### Your task
Every entry must be given again exactly.

### Listed records
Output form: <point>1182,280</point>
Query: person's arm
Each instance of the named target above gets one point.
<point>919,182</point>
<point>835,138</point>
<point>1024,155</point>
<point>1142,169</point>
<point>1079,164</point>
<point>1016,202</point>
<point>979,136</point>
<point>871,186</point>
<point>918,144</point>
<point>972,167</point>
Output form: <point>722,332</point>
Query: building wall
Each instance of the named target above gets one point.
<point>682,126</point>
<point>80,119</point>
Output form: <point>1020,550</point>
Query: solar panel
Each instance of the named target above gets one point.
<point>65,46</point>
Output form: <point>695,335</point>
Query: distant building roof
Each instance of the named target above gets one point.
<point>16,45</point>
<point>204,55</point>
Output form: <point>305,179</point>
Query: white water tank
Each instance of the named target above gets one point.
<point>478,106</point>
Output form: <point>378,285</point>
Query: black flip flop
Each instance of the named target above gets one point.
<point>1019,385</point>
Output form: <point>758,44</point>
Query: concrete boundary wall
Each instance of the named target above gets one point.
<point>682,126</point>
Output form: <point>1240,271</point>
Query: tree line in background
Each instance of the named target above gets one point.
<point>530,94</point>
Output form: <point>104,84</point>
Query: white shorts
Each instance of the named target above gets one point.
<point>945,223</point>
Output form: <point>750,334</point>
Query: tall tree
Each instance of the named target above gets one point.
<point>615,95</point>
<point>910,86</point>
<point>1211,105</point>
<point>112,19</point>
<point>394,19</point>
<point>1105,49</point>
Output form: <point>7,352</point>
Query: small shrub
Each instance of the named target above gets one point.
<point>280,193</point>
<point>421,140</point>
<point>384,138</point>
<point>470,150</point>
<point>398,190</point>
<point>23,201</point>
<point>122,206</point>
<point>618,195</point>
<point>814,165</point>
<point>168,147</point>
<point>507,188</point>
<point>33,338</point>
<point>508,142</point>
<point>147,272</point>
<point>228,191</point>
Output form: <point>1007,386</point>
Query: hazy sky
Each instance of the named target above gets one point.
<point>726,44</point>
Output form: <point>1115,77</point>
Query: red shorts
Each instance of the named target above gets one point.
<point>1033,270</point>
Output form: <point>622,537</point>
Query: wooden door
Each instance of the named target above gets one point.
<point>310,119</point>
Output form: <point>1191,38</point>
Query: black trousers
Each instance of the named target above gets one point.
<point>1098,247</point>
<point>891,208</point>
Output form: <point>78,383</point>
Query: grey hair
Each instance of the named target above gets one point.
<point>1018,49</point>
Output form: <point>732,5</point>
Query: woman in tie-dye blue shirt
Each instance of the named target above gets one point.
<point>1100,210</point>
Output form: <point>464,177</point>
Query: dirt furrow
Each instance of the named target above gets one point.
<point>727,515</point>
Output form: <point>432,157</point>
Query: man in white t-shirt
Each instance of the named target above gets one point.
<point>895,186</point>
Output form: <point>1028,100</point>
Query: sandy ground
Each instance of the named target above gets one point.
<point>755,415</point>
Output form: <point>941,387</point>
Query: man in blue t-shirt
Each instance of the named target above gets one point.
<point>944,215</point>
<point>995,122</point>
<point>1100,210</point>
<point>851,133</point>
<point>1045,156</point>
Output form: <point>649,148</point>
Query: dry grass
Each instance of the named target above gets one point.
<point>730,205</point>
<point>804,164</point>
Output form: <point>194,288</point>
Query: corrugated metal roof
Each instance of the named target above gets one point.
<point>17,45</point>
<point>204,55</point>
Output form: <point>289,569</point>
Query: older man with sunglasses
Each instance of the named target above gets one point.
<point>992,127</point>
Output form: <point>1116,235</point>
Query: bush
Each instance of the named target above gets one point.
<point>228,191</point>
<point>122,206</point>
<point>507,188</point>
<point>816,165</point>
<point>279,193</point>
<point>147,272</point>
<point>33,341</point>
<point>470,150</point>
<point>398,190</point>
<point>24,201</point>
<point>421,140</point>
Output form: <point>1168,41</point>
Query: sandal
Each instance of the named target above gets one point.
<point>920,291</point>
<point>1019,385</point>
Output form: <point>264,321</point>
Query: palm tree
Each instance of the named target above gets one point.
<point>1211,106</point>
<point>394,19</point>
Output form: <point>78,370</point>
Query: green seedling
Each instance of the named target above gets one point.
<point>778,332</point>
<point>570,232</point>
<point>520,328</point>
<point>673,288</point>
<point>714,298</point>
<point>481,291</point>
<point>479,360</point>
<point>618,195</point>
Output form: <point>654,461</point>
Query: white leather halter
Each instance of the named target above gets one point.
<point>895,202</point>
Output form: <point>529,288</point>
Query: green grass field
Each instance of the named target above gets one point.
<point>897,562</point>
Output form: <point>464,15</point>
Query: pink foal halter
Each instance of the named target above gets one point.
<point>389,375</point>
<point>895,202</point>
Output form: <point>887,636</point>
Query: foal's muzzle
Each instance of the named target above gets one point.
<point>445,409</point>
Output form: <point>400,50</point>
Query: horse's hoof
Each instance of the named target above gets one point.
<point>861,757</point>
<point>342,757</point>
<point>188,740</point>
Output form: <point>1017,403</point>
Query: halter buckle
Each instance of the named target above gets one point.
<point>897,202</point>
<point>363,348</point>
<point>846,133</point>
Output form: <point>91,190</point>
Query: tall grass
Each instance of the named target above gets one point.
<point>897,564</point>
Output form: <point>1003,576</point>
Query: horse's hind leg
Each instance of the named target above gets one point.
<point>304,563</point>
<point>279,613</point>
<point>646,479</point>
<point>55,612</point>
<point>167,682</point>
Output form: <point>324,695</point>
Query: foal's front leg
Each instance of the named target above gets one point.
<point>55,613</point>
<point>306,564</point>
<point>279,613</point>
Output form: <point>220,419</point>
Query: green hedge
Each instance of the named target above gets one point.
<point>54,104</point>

### Solution to this task
Output form: <point>1182,280</point>
Query: person's arm
Each instance of the named target above gets one point.
<point>919,182</point>
<point>835,138</point>
<point>1024,155</point>
<point>1142,169</point>
<point>1079,164</point>
<point>1016,202</point>
<point>979,136</point>
<point>871,186</point>
<point>918,144</point>
<point>972,167</point>
Output form: <point>722,332</point>
Query: building wall
Each instance of the named target above gets one point.
<point>682,126</point>
<point>80,119</point>
Output form: <point>1020,550</point>
Query: solar panel
Each instance of the named target above gets one point.
<point>65,46</point>
Output form: <point>695,335</point>
Query: distant building roof
Each instance of the named target above gets one point.
<point>16,45</point>
<point>204,55</point>
Output form: <point>305,179</point>
Query: white water tank
Each instance of the named target above gets one point.
<point>478,106</point>
Output form: <point>378,285</point>
Query: black flip flop
Each instance of the named target above gets one point.
<point>1019,385</point>
Output form: <point>758,44</point>
Query: concrete boundary wall
Each instance of the named target above gets one point.
<point>682,126</point>
Output form: <point>1240,271</point>
Query: tree line in background
Each instance of the named target above gets one point.
<point>530,94</point>
Output form: <point>104,84</point>
Query: white shorts
Each instance of the named target above gets one point.
<point>945,223</point>
Output form: <point>750,334</point>
Query: tall tree
Each instance of the named target above gets one point.
<point>615,95</point>
<point>910,86</point>
<point>1211,105</point>
<point>112,19</point>
<point>394,19</point>
<point>1105,49</point>
Output form: <point>7,352</point>
Query: small shrub
Each instance of the named target above gets one point.
<point>280,193</point>
<point>421,140</point>
<point>384,138</point>
<point>470,150</point>
<point>398,190</point>
<point>23,201</point>
<point>122,206</point>
<point>618,195</point>
<point>814,165</point>
<point>168,147</point>
<point>507,188</point>
<point>33,338</point>
<point>508,142</point>
<point>147,272</point>
<point>228,191</point>
Output form: <point>1007,386</point>
Query: hazy sky
Each instance of the named target above gets one point.
<point>726,44</point>
Output form: <point>1115,77</point>
Query: red shorts
Each instance of the named target above gets one point.
<point>1033,270</point>
Output form: <point>622,537</point>
Query: wooden door
Each instance of the named target above gets one point.
<point>310,119</point>
Output form: <point>1191,38</point>
Query: black trousers
Each instance of the named target above gets one point.
<point>1098,247</point>
<point>891,208</point>
Output form: <point>78,383</point>
Query: grey hair
Each instance of the named target above gets one point.
<point>1018,49</point>
Output form: <point>732,5</point>
Query: woman in tie-dye blue shirt
Each instance of the named target above gets one point.
<point>1100,210</point>
Output form: <point>464,177</point>
Query: dirt furrow
Each instance of the named target above gets one point.
<point>727,515</point>
Output form: <point>432,157</point>
Query: man in white t-shirt
Each instance of the named target above gets one point.
<point>895,186</point>
Output form: <point>1028,100</point>
Query: sandy ground
Each instance of the named target above gets one point.
<point>755,415</point>
Output form: <point>941,387</point>
Query: man in blue t-shirt
Each instance of the named target above gets one point.
<point>944,215</point>
<point>995,122</point>
<point>1100,210</point>
<point>851,133</point>
<point>1045,156</point>
Output form: <point>649,148</point>
Query: dry grass
Each instance of the named target above gets one point.
<point>730,205</point>
<point>804,164</point>
Output form: <point>194,288</point>
Query: corrugated metal roof
Each instance of the named target above gets one point.
<point>17,45</point>
<point>204,55</point>
Output form: <point>289,569</point>
Query: older man with sunglasses
Each instance of the named target above gets one point.
<point>992,127</point>
Output form: <point>1116,235</point>
Query: bush
Each instance of the named target above gets one point.
<point>228,191</point>
<point>122,206</point>
<point>507,188</point>
<point>816,165</point>
<point>279,193</point>
<point>147,272</point>
<point>33,341</point>
<point>470,150</point>
<point>398,190</point>
<point>24,201</point>
<point>421,140</point>
Output form: <point>1168,41</point>
Query: sandal
Each instance of the named target above gets one point.
<point>920,291</point>
<point>1019,385</point>
Output form: <point>264,321</point>
Query: palm tree
Each instance of the named target above gets one point.
<point>1211,106</point>
<point>394,19</point>
Output form: <point>78,370</point>
Query: green seedling
Each instance of the named target above gets one point.
<point>778,332</point>
<point>570,232</point>
<point>520,328</point>
<point>673,288</point>
<point>714,298</point>
<point>481,291</point>
<point>479,360</point>
<point>618,195</point>
Output form: <point>654,461</point>
Query: white leather halter
Each instance of the named target above gets one point.
<point>895,202</point>
Output form: <point>529,288</point>
Query: green grass field
Each instance of the named target above gets one point.
<point>897,562</point>
Output form: <point>464,15</point>
Query: pink foal halter
Each instance of the named target above gets one point.
<point>389,375</point>
<point>895,202</point>
Output form: <point>887,636</point>
Query: foal's muzzle
Each instance of the named target above gets one point.
<point>445,409</point>
Output form: <point>400,50</point>
Query: horse's hoof
Each instance of the named target above gets one point.
<point>861,757</point>
<point>342,757</point>
<point>188,740</point>
Output form: <point>1017,403</point>
Query: halter buckle
Each instance of the named target above gets one point.
<point>897,202</point>
<point>363,348</point>
<point>846,133</point>
Output form: <point>91,190</point>
Query: tall grass
Each instance of the named target above gets one point.
<point>897,564</point>
Output form: <point>1003,576</point>
Query: horse's hind leg
Each instance of the named target above gets one point.
<point>304,563</point>
<point>279,613</point>
<point>646,479</point>
<point>55,612</point>
<point>167,682</point>
Output form: <point>324,695</point>
Query: foal's front leg
Each instance of the named target above gets one point.
<point>55,613</point>
<point>306,564</point>
<point>279,613</point>
Output form: <point>220,419</point>
Query: green hedge
Each instance of the named target above gets one point.
<point>54,104</point>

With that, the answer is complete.